Labeled shape records
^^^^^^^^^^^^^^^^
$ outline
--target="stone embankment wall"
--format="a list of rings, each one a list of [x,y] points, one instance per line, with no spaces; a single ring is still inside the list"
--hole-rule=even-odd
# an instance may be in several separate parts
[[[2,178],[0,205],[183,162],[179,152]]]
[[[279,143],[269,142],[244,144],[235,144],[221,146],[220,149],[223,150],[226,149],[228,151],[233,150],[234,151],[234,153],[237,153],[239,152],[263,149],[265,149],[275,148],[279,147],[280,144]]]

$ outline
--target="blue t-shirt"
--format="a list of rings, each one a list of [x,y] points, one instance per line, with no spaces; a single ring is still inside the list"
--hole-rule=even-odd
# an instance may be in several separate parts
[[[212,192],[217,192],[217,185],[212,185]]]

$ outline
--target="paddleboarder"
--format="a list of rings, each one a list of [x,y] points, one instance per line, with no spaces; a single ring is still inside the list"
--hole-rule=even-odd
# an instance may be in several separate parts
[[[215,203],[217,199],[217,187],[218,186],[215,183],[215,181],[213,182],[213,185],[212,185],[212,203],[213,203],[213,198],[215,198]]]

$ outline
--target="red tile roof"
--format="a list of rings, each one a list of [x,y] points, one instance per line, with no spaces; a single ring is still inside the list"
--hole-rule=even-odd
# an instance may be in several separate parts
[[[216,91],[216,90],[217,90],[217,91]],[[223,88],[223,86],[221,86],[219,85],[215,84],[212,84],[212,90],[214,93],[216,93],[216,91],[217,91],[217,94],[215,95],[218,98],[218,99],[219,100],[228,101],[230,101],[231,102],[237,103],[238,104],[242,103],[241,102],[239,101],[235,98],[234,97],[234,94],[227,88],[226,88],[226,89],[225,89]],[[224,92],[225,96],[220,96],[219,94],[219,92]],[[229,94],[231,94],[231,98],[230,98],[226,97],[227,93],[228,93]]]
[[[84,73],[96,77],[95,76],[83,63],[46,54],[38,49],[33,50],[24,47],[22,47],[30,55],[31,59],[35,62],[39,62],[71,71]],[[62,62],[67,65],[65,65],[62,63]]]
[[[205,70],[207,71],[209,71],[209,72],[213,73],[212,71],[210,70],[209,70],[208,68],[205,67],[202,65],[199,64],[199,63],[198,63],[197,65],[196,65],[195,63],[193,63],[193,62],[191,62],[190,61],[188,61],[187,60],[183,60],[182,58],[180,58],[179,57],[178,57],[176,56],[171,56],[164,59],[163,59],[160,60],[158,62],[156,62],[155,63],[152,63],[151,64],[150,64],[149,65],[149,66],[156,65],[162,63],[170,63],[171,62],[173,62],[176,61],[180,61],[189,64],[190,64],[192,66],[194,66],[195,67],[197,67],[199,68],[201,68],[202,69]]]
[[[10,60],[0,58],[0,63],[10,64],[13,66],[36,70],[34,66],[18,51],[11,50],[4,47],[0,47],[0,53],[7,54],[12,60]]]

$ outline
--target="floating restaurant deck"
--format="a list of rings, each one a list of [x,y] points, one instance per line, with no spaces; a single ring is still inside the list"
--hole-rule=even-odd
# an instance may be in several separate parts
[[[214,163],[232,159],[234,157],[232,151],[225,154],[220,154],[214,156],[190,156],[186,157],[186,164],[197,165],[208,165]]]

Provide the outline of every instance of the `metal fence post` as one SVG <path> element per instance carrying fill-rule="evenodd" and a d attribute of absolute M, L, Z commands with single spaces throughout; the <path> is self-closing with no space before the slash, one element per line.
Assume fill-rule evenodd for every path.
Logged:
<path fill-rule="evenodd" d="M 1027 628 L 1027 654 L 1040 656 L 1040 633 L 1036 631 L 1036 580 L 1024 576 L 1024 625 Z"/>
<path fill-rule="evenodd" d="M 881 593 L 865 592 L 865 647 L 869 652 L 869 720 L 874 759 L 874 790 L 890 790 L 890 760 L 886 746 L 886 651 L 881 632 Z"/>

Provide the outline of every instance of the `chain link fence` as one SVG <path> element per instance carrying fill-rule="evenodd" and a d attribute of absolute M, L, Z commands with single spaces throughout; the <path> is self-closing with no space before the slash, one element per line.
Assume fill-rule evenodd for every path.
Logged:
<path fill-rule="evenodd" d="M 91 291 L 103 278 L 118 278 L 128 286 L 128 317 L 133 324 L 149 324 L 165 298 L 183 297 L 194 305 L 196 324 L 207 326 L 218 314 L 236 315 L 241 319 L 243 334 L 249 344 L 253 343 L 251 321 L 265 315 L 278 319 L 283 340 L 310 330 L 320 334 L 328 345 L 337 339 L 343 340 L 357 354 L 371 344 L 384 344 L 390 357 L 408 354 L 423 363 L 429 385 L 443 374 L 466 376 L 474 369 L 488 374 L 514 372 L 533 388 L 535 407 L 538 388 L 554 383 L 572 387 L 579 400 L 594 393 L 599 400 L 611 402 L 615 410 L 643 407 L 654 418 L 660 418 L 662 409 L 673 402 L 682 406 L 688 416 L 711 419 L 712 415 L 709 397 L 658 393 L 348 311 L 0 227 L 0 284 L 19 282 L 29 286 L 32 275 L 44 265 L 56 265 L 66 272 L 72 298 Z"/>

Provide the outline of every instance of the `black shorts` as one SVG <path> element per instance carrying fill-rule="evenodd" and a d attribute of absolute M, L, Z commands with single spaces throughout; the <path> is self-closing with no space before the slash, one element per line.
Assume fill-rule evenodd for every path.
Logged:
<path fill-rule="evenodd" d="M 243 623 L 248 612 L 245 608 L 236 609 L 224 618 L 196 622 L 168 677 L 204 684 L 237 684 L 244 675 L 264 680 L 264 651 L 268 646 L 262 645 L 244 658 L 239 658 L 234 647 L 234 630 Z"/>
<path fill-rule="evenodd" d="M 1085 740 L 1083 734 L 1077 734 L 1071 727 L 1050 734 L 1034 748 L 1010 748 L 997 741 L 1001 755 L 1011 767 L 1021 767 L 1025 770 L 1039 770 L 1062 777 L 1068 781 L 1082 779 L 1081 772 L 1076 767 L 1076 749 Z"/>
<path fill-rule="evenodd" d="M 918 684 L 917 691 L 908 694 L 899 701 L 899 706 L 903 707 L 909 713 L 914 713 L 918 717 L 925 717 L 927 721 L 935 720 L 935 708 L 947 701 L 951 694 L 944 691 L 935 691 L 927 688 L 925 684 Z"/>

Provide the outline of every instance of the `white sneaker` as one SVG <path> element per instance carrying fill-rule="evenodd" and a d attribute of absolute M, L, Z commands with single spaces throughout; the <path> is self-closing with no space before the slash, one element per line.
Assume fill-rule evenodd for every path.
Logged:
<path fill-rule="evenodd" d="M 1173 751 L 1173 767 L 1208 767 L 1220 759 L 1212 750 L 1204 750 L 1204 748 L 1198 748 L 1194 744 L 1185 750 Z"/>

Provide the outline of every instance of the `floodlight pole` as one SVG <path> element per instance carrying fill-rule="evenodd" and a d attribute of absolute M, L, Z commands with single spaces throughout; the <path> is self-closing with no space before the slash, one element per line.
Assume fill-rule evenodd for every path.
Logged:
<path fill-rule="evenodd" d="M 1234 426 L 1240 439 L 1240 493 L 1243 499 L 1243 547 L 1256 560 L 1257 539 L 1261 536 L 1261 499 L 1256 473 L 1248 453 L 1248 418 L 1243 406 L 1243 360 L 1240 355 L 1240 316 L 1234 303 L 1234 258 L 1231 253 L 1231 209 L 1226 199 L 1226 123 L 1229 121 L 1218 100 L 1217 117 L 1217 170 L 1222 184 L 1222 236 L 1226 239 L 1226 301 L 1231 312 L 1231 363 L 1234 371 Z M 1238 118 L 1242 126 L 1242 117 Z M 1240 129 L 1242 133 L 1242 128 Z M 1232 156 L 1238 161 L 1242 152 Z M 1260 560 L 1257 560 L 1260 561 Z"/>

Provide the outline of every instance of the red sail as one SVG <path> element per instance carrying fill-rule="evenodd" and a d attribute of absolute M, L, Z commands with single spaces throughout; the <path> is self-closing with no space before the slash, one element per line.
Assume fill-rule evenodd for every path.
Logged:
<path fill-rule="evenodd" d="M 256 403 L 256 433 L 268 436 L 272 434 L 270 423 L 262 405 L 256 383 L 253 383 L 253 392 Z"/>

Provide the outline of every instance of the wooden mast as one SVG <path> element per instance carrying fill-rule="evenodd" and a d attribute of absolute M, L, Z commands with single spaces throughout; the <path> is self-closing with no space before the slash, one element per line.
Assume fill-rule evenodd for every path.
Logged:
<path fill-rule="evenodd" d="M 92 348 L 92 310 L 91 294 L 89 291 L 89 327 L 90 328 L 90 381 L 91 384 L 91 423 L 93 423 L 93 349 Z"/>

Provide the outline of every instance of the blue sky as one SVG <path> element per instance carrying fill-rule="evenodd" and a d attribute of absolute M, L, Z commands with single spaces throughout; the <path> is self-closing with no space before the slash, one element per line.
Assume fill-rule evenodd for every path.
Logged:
^^^^^^^^^^^^^^^^
_INSTRUCTIONS FOR THE TASK:_
Copy out the lines from the line containing "Provide the outline of every instance of the red" to the end of the listing above, without alteration.

_TASK ANSWER:_
Provide the outline of every instance of the red sail as one SVG <path> element per instance carrying fill-rule="evenodd" and a d attribute of absolute M, L, Z commands with single spaces throughout; the <path> is self-closing with no space before the slash, one element per line.
Assume fill-rule evenodd for every path.
Logged:
<path fill-rule="evenodd" d="M 256 403 L 256 433 L 268 436 L 272 434 L 270 423 L 262 405 L 256 383 L 253 383 L 253 392 Z"/>

Provide the outline of every instance of the wooden mast as one SVG <path> element per instance carrying fill-rule="evenodd" and a d attribute of absolute M, L, Z commands with single spaces throughout; the <path> is self-closing with no space before the slash, one element per line.
Assume fill-rule evenodd for every path.
Logged:
<path fill-rule="evenodd" d="M 92 348 L 92 310 L 91 294 L 89 291 L 89 327 L 90 328 L 90 381 L 91 384 L 91 423 L 93 423 L 93 349 Z"/>

Provide the outline of every instance of the blue sky as one SVG <path> element per instance carrying fill-rule="evenodd" and a d attribute of absolute M, L, Z commands with single spaces throughout; the <path> is self-closing with no space before the slash, one element per line.
Assume fill-rule evenodd for every path.
Logged:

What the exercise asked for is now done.